## 本文抜粋

++++++++

Archive for 24 January 2005

24 January

The Last Unicorn 『最後のユニコーン』読解メモ 116


"A short life and a merry one, here in the sweet greenwood; jolly comrades united, to victory plighted--"

「うるわしい緑の森で、短くとも楽しい命、
陽気な仲間が力を合わせ、勝利へと誓いを立て、」

 シュメンドリックをさらってきたジャック・ジングリーが、隠れ家の入り口を守る見張りの呼びかけに答えて唱えた合言葉である。伝説の英雄ロビン・フッドが根城にしていた森がgreenwoodであった。
 unitedと plightedで脚韻(rhyme)を踏んでいる。
 ロビン・フッドの姿をいたずらに形だけ真似ようとする、この山賊達の現実に打ちひしがれた無様な生き様は、この物語の主人公であるユニコーンの存在の意義を反転的に物語るものとなっている。

++++++++

ボックス注釈データの行
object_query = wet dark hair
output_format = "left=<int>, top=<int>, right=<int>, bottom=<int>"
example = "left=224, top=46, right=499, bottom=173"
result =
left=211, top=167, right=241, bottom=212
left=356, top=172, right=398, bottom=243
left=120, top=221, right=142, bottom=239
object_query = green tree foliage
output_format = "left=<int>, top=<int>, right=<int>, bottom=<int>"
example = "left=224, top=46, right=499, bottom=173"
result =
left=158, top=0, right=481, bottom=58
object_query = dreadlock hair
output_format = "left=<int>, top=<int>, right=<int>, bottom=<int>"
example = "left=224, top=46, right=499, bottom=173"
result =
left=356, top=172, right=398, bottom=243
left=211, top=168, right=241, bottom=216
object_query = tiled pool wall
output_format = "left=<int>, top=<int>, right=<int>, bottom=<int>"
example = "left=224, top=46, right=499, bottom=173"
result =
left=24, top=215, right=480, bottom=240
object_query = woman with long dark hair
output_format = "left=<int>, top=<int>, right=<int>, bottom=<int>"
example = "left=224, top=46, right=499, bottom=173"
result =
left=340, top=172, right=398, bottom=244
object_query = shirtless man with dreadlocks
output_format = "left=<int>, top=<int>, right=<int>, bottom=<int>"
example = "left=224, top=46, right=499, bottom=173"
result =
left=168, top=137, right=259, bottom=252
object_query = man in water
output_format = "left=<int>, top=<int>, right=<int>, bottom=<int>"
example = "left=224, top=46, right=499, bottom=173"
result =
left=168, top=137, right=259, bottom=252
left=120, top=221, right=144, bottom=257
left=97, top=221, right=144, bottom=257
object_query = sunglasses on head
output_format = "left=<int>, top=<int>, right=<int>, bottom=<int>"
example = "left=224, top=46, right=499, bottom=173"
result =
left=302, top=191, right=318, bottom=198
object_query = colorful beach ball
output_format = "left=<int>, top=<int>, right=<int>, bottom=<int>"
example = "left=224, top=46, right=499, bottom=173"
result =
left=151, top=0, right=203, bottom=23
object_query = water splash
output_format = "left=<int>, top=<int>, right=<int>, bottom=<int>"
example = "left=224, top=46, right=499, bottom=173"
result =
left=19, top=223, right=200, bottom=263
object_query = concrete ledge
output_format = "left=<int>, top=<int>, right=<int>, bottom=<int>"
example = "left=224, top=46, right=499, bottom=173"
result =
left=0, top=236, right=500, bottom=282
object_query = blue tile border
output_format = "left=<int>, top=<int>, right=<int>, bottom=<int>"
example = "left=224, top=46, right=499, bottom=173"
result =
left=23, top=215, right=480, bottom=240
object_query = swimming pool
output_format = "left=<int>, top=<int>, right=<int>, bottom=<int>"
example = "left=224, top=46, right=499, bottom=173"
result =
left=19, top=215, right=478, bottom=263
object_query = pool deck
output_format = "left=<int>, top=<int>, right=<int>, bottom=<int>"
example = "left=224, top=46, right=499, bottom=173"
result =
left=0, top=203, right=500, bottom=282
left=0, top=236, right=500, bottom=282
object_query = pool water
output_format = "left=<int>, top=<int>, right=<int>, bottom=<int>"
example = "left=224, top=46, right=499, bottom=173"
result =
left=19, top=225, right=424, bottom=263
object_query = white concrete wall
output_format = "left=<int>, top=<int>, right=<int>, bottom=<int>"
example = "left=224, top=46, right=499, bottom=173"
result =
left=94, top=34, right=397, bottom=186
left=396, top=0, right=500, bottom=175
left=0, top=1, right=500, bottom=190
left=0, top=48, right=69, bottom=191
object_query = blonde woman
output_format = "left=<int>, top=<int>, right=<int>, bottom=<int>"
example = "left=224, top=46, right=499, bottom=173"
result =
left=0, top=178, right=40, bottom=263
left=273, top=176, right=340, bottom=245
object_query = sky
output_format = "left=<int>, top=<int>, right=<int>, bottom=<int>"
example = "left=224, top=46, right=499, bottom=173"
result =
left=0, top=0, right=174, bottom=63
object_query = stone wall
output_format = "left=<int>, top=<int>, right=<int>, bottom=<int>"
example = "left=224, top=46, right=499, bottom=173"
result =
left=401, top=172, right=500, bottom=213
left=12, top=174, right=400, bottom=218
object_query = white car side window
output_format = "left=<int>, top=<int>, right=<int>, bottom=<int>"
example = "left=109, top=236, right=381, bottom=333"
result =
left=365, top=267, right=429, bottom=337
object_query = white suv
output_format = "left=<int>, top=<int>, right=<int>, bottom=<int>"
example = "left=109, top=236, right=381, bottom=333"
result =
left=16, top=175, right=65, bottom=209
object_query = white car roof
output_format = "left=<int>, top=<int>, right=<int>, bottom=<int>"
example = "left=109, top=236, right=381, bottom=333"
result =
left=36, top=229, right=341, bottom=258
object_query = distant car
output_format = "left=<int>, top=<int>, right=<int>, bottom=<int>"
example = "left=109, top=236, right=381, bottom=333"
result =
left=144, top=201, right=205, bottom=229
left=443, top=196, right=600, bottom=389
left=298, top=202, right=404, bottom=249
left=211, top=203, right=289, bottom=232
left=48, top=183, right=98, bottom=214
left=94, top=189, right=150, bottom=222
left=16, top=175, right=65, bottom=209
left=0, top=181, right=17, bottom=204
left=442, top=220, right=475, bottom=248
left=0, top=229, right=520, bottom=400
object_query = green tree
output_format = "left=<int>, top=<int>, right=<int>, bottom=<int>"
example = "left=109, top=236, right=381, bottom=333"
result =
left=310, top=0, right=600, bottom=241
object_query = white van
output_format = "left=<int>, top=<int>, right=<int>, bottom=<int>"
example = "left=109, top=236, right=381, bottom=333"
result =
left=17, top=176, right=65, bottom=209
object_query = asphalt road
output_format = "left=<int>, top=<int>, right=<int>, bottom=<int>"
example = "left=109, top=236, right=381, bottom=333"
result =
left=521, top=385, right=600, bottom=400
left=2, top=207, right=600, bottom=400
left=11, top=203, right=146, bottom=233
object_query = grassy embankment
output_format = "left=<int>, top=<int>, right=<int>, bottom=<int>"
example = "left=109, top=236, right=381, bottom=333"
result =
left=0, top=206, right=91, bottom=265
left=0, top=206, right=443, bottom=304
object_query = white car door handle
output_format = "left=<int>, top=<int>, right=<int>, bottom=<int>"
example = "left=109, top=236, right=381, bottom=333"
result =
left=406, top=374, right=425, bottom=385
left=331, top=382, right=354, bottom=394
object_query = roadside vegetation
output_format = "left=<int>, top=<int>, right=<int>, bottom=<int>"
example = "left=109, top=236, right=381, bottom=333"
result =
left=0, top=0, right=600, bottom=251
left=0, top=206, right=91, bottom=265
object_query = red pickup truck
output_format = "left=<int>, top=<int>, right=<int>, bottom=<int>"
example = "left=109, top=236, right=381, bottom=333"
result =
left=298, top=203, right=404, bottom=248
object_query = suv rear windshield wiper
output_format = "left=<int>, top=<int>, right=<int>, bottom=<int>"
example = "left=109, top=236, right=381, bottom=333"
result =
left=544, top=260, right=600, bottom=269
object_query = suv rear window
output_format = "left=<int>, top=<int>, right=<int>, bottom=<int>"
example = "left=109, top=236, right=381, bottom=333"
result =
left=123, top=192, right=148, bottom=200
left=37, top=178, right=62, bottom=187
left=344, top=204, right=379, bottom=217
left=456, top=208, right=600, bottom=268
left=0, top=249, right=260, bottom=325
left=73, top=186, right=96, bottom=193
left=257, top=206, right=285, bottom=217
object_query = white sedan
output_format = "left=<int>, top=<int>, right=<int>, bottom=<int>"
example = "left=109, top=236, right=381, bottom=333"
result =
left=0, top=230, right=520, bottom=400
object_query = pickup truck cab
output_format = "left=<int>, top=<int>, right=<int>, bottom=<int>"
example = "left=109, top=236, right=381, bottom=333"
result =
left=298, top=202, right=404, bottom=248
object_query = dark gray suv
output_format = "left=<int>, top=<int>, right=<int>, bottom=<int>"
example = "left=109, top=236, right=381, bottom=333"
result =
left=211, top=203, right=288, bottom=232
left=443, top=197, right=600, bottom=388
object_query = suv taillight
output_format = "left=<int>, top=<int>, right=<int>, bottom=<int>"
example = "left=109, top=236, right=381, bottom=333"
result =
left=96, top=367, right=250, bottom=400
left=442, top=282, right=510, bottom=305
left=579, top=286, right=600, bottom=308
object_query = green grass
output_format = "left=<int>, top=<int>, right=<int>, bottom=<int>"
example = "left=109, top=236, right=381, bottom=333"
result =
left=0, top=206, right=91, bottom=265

++++++++

## 設問
1/ 『最後のユニコーン』の読解メモによると、ジャック・ジングリーが合言葉を唱えたのはなぜですか。
2/ 記録のうち、「object_query = red pickup truck」を含む行から「left=298, top=203, right=404, bottom=248」を含む行までを、空行を除き、「番号」と「内容」の二列からなるMarkdownの表として整理してください。

## 解答
1/ シュメンドリックをさらってきたジャック・ジングリーが、隠れ家の入り口を守る見張りの呼びかけに答えるためです。

2/
| 番号 | 内容 |
|---|---|
| 1 | object_query = red pickup truck |
| 2 | output_format = "left=<int>, top=<int>, right=<int>, bottom=<int>" |
| 3 | example = "left=109, top=236, right=381, bottom=333" |
| 4 | result = |
| 5 | left=298, top=203, right=404, bottom=248 |